This exercise taken from the textbook "Randomized Algorithm" by Motwani and Raghavan. P.9, they give the following exercise to modify the min-cut algorithm:
Exercise 1.2 Suppose that at each step of our min-cut algorithm, instead of choosing a random edge for contraction we choose two vertices at random and coalesce them into a single vertex. Show that there are inputs on which the probability that this modified algorithm finds a min-cut is exponentially small.
See the an example of min-cut algorithm and analysing it in page 7-8 here
Suppose we have connected, undirected multigraph with n vertices. A cut in G is a set of edges whose removal results in G being broken into two or more components. A min-cut is a cut of minimum cardinality.
The algorithm works as following: pick an edge at random and merge two vertices at its end-points (see example here) and keep their edges so you could have multigraph. Only edges between vertices that are merged is removed, this process is called "contraction". The algorithm is terminated when we have two vertices.
The analyzing goes as following: number of edges is at least kn/2 (where k is min-cut size of graph, you can check this using equality of minimum degree and average degree of graph; because minimum degree of graph must be k or greater). We will estimate the probability that we don't contract the min-cut edges. Let $E_i$ denote the event of not picking an edge of C (C is the edges of min-cut) at the ith step, for i between 1 and n-2 (n-2 because the algorithm stop when we have only two edges). The probability that the edge randomly chosen in the first step is in C is at most k/(nk/2)=2/n. So, $Pr[E_1] \geq 1-2/n$. the next one is: $Pr[E_1|E_2] \geq 1- 2/(n-1)$. So, at final the probability that no edge of C is ever chosen in the process is: (1-2/n).(1-2/(n-1)).(1-2/(n-2)). ... 7/9.6/8/.5/7.4/6.3/5.2/4.1/3 = 2/(n(n-1)) (because everything is cancel each other except these values).

Tasks and exercises -
1. For each statement, say whether it agrees with the min-cut text. Answer yes or no and quote the words from the text that decide it. (a) The exercise comes from a textbook by Motwani and Raghavan. (b) In the modified algorithm of Exercise 1.2, two vertices are picked at random and merged into one. (c) During a contraction, every edge of the two merged vertices is removed.
2. According to the min-cut text, at what point does the algorithm terminate?
Rely only on the min-cut text and nothing else.

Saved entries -
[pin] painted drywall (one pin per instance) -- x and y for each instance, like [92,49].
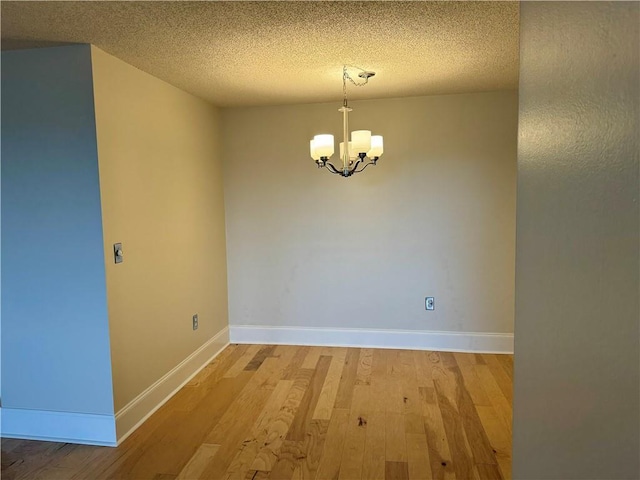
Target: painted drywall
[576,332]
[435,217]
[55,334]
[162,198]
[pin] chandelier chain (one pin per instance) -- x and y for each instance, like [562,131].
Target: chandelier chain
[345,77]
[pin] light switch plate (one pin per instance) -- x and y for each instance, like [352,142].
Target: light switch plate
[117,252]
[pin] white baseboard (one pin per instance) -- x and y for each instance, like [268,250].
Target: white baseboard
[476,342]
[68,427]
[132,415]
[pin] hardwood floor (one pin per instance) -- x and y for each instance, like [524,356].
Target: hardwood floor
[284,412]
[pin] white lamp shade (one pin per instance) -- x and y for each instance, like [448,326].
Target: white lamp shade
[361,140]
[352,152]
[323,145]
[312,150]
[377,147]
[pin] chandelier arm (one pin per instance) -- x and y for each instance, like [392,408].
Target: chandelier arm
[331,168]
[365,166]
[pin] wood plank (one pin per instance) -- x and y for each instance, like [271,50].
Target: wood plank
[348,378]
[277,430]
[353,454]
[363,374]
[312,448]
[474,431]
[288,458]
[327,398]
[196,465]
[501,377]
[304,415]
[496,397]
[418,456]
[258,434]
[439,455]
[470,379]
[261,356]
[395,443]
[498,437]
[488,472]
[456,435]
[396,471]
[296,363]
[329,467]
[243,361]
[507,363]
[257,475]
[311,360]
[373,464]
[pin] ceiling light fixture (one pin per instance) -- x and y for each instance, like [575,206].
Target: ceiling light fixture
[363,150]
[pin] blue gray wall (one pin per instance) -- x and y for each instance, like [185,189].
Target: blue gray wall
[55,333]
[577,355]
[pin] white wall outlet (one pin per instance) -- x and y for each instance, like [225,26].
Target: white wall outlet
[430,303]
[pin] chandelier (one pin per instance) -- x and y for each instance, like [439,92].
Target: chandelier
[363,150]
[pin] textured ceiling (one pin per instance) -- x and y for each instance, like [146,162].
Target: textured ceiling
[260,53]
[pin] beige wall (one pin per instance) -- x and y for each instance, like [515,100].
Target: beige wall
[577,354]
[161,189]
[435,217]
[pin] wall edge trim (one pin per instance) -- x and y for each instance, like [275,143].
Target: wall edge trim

Task answers -
1.
(a) Yes: "This exercise taken from the textbook "Randomized Algorithm" by Motwani and Raghavan."
(b) Yes: "we choose two vertices at random and coalesce them into a single vertex"
(c) No: "Only edges between vertices that are merged is removed"

2. The algorithm terminates when only two vertices remain.